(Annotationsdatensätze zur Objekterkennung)
------------------------
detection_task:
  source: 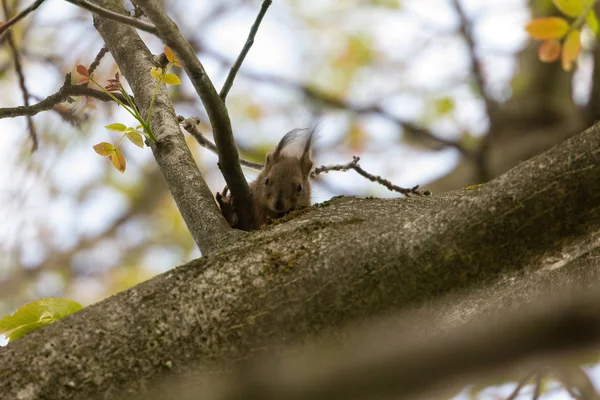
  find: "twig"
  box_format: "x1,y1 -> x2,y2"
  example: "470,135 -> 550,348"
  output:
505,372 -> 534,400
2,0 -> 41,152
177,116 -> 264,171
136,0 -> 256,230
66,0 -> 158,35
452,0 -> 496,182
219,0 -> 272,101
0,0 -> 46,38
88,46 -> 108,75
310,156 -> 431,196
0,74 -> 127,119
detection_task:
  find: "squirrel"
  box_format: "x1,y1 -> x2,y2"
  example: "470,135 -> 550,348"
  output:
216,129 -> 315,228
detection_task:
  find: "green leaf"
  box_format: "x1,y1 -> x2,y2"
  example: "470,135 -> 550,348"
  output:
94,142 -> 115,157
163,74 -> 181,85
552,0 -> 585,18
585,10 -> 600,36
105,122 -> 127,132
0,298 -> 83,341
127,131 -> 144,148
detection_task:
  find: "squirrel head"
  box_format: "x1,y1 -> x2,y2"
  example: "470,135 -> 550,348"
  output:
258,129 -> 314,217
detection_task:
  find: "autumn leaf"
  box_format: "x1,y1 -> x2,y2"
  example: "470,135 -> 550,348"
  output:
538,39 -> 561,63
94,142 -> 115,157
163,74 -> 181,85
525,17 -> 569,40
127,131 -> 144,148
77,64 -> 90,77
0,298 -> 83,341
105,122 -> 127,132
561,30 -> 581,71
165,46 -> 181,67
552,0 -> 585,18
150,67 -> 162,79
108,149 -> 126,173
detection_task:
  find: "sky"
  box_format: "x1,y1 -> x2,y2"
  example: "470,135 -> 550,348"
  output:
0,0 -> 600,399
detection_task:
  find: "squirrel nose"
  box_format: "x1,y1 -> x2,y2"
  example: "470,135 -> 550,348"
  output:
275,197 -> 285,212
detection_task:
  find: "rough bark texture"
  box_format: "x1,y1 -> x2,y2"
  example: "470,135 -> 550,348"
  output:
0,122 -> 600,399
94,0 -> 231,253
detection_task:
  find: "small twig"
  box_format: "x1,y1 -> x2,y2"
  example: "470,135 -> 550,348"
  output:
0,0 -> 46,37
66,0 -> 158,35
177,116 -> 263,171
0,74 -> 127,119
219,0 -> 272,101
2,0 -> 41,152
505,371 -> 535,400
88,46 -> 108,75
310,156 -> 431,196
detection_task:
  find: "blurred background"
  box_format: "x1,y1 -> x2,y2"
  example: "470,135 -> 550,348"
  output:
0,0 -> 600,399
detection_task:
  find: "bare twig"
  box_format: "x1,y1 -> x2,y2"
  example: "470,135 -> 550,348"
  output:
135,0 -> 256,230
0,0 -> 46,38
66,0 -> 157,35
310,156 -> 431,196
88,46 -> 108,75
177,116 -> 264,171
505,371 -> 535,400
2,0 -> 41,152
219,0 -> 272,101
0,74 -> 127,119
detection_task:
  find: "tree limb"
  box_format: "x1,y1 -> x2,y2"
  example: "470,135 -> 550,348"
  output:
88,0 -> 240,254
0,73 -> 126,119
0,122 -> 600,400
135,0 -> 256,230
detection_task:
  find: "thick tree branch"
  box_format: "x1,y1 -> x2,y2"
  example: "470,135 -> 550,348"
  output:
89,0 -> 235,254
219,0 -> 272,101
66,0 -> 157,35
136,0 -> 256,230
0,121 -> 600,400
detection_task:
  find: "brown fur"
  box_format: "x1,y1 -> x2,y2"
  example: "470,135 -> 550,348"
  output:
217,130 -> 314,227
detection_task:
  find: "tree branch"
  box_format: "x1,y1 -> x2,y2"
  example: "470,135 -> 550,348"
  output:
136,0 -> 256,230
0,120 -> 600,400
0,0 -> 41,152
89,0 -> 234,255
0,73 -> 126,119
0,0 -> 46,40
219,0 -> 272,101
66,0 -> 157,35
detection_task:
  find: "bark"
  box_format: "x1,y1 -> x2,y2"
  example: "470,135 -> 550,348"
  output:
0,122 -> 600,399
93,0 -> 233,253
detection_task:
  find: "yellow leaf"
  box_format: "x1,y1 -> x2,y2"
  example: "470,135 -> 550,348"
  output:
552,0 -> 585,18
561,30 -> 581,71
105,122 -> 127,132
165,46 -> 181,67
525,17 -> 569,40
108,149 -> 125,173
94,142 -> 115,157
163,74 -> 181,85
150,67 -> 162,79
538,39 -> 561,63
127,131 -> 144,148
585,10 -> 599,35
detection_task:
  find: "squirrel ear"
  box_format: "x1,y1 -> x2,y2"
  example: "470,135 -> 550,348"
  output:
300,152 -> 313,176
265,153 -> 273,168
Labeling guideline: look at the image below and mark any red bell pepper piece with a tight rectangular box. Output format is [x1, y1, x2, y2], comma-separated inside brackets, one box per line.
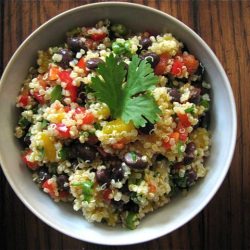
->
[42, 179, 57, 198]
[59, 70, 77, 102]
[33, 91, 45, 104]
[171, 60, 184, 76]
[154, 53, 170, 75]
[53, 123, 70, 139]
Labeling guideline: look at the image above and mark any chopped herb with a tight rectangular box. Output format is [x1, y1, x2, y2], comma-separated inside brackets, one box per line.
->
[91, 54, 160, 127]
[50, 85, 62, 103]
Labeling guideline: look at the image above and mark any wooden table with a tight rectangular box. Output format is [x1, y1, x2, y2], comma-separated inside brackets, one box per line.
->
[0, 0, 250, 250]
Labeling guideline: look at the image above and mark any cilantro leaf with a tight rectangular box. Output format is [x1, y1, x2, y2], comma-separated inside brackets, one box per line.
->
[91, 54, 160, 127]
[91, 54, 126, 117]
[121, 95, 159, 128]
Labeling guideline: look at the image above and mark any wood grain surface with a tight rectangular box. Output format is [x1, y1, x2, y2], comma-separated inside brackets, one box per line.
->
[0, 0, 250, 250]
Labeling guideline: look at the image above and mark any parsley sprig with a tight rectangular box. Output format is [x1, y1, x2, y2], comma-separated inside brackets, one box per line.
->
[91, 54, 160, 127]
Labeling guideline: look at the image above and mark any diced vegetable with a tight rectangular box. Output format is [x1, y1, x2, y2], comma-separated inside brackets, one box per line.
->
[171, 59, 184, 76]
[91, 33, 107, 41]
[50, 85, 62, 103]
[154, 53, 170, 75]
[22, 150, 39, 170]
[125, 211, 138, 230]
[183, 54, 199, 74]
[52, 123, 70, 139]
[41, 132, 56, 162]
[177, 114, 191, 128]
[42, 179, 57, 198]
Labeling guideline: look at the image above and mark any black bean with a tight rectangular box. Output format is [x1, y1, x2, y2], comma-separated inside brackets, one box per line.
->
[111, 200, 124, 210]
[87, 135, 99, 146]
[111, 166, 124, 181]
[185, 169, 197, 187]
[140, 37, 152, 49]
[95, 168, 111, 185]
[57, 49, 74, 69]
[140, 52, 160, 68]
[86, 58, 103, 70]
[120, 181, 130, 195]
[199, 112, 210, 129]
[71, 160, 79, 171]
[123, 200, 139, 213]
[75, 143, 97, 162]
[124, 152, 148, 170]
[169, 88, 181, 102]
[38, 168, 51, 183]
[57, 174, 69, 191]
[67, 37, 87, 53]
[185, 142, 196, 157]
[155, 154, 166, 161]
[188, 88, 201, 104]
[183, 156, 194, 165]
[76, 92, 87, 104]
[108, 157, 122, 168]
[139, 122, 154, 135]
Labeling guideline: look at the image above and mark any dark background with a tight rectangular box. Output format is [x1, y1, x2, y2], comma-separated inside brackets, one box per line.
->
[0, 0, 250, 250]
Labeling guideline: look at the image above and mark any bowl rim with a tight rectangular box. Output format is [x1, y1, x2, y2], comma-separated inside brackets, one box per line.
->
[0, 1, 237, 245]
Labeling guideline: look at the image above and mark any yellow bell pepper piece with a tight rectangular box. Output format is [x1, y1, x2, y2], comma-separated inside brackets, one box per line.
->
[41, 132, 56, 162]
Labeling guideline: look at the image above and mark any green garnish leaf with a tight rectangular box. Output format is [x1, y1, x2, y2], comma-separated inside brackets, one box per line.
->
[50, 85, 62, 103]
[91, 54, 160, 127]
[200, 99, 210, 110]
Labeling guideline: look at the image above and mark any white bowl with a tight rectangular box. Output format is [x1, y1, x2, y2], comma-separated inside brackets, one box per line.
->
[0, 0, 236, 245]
------------------------
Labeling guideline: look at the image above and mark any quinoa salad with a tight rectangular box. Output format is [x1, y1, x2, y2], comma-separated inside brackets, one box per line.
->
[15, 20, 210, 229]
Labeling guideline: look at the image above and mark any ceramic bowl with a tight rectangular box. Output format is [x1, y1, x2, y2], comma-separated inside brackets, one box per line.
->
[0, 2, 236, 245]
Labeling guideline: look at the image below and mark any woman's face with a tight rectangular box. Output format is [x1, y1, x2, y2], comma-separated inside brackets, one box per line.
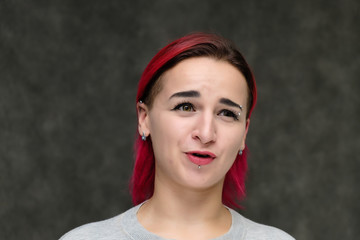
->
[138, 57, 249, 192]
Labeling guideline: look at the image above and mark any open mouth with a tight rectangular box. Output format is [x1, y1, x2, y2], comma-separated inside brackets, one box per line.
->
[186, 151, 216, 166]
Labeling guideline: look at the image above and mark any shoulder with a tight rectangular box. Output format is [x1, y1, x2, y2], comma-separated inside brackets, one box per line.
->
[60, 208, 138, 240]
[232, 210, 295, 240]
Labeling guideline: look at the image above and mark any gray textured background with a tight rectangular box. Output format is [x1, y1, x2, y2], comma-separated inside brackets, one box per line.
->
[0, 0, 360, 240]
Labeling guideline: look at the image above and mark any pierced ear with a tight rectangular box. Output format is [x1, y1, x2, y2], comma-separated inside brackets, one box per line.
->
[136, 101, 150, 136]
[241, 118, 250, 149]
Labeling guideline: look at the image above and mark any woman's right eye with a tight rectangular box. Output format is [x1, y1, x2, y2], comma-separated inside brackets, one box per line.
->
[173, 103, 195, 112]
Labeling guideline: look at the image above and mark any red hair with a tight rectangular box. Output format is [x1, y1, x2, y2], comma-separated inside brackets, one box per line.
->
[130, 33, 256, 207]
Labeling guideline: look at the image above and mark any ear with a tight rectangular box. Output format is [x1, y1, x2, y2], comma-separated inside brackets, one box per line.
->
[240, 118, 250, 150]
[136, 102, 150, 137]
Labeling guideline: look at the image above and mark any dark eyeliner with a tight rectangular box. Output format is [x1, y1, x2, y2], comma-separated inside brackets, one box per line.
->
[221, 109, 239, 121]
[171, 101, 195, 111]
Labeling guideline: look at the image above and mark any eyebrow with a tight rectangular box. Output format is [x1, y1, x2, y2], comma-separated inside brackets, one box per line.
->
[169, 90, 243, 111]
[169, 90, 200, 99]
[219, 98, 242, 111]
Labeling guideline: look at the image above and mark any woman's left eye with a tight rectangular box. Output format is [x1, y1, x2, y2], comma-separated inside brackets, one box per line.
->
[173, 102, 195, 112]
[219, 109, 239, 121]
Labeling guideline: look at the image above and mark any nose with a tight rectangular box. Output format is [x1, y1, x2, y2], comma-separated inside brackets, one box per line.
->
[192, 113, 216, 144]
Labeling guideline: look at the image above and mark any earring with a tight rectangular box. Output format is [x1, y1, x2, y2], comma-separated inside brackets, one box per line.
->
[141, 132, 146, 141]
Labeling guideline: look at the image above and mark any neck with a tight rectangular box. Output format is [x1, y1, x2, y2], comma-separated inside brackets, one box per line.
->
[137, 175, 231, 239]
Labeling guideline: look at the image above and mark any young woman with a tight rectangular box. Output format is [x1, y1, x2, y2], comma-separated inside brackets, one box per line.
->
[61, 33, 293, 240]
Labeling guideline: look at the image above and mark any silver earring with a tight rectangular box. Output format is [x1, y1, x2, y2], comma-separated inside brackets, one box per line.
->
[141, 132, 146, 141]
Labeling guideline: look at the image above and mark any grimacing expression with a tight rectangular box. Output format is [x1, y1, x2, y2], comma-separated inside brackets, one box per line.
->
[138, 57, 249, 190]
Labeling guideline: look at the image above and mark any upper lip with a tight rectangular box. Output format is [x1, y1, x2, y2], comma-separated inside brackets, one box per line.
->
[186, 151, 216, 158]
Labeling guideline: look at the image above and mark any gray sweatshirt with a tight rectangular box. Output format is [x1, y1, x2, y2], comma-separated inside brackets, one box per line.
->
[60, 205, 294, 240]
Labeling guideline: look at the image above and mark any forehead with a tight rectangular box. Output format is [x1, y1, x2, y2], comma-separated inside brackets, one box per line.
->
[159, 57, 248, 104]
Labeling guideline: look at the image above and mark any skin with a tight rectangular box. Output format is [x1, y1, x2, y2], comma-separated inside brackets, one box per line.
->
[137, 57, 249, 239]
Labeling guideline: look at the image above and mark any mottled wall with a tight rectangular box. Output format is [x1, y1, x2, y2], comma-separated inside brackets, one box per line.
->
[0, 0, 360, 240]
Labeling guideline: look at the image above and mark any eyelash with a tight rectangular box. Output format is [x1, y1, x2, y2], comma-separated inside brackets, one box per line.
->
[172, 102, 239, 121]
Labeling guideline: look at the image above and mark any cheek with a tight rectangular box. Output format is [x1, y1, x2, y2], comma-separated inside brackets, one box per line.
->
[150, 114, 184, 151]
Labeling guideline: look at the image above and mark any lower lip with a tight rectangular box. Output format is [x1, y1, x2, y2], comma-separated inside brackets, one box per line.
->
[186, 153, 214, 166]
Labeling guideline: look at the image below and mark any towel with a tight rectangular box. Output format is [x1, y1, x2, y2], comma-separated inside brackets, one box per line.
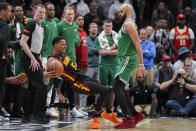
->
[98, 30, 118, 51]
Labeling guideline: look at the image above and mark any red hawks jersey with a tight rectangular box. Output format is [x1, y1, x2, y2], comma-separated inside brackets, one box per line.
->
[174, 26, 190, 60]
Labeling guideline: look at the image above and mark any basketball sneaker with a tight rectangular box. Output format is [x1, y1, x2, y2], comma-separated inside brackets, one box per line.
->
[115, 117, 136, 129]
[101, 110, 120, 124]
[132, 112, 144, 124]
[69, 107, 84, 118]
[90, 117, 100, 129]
------------------------
#### AUFGABE
Stelle die Zeilen von der Zeile mit „Labeling guideline: look at the image below and mark any towel“ bis einschließlich der Zeile mit „[90, 117, 100, 129]“ als nummerierte Liste dar und lass dabei Leerzeilen weg. Bilder werden nicht übernommen.

#### LÖSUNG
1. Labeling guideline: look at the image below and mark any towel with a tight rectangular box. Output format is [x1, y1, x2, y2], comma-separated inside brackets, one box per line.
2. ->
3. [98, 30, 118, 51]
4. Labeling guideline: look at the image above and mark any red hawks jersey with a tight rectangular box. Output format is [x1, y1, x2, y2], comma-separated inside brackets, one box per line.
5. ->
6. [174, 26, 190, 60]
7. Labeling guideline: look at the image above and mark any basketball sneaker with a tight rectangular box. Output format is [x1, y1, x2, y2], comma-separated inside brackets, one box per line.
8. ->
9. [115, 117, 136, 129]
10. [101, 110, 120, 124]
11. [132, 112, 144, 124]
12. [69, 107, 84, 118]
13. [90, 117, 100, 129]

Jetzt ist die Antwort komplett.